■ TASK TO CARRY OUT
Write out, word for word, every line from the one containing "Detect the stacked" through the final line of the records.

■ DATA SECTION
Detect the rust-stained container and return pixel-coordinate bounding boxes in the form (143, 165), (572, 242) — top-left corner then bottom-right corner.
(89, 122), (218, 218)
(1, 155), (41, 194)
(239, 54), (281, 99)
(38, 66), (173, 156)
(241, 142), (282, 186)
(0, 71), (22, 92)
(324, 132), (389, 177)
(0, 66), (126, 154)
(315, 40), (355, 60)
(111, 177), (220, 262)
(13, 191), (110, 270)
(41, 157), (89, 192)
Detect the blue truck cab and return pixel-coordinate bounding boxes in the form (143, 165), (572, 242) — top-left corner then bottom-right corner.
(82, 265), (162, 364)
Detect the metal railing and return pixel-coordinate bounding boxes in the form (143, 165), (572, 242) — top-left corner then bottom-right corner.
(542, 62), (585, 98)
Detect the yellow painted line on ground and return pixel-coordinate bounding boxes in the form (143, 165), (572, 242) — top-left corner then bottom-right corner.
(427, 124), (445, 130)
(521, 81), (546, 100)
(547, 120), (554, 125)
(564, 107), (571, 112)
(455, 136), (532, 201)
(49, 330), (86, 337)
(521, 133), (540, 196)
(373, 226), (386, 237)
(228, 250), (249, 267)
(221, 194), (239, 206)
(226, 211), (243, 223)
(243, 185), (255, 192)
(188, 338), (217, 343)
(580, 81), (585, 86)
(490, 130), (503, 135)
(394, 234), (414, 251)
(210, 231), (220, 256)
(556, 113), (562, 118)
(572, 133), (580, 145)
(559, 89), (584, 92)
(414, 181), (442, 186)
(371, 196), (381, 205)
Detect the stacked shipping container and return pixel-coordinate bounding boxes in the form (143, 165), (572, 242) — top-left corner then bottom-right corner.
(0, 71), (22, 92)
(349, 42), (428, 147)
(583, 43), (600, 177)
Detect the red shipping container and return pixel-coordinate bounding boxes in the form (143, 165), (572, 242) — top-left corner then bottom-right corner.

■ RESULT OF THIS TASK
Detect the stacked shipping container and return pixel-coordinate bounding boxes in the form (143, 165), (572, 242) — top-left corner then bottom-right corner.
(0, 71), (22, 92)
(349, 42), (428, 147)
(583, 43), (600, 177)
Detect the red shipping container and return pixel-coordinate bounding boxes in the form (143, 165), (572, 242) — top-left corner then bottom-right corner.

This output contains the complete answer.